Data supplied Block Start

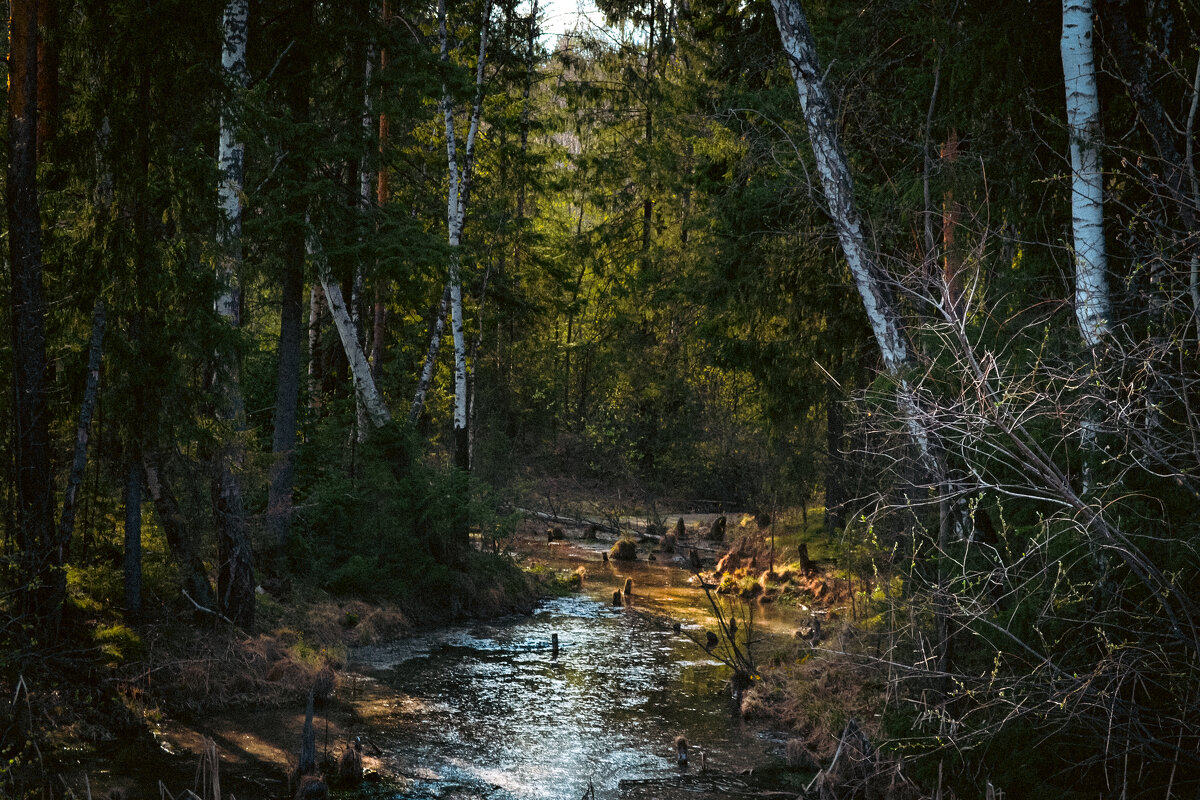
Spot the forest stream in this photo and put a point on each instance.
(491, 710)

Data supplied Block End
Data supplied Block Start

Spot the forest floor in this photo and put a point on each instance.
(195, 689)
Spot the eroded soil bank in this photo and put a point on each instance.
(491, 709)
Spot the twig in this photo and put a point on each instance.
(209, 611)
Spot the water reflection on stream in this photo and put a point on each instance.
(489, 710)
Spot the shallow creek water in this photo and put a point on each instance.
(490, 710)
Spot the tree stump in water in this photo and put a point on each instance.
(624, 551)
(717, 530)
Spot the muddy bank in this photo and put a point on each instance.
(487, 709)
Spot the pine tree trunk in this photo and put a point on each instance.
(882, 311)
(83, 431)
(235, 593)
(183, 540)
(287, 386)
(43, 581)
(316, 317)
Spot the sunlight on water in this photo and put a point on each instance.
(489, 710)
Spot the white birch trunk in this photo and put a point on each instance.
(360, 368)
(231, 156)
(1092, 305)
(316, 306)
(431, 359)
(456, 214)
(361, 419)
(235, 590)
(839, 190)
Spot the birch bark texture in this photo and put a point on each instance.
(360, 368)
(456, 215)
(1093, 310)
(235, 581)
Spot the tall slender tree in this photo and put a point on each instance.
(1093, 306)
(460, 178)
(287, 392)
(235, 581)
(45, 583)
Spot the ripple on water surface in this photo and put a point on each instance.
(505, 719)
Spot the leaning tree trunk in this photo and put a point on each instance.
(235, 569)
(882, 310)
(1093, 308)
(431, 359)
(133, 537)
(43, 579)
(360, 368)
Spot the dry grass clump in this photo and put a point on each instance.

Data supplied Block End
Data supplied Block Start

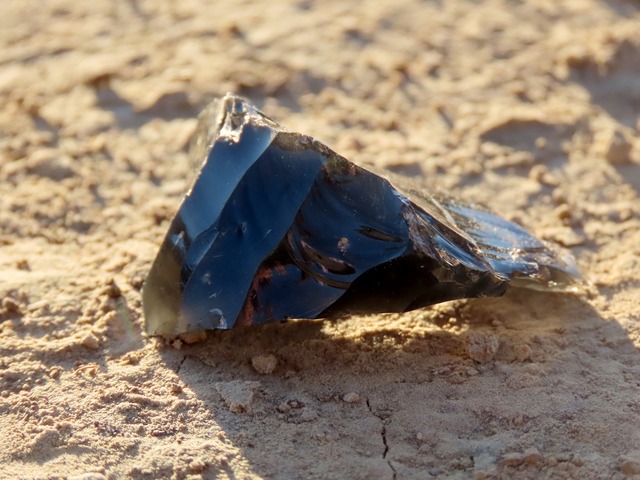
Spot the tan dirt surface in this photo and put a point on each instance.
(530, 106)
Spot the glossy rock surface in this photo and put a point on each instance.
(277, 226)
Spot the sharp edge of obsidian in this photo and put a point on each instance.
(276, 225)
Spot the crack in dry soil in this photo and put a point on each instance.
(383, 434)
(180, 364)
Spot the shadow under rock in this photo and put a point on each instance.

Data supplied Block End

• [Work instructions]: Please copy the lines in the records above between the one holding "Spot the crack" and the one holding "Spot the shadow", inclusive, exactly and with no other line.

• [Response to the task]:
Spot the crack in dry soil in this photo and put a point on each instance.
(383, 434)
(180, 364)
Spot the shadow under rock in this photo and put a point on each instance.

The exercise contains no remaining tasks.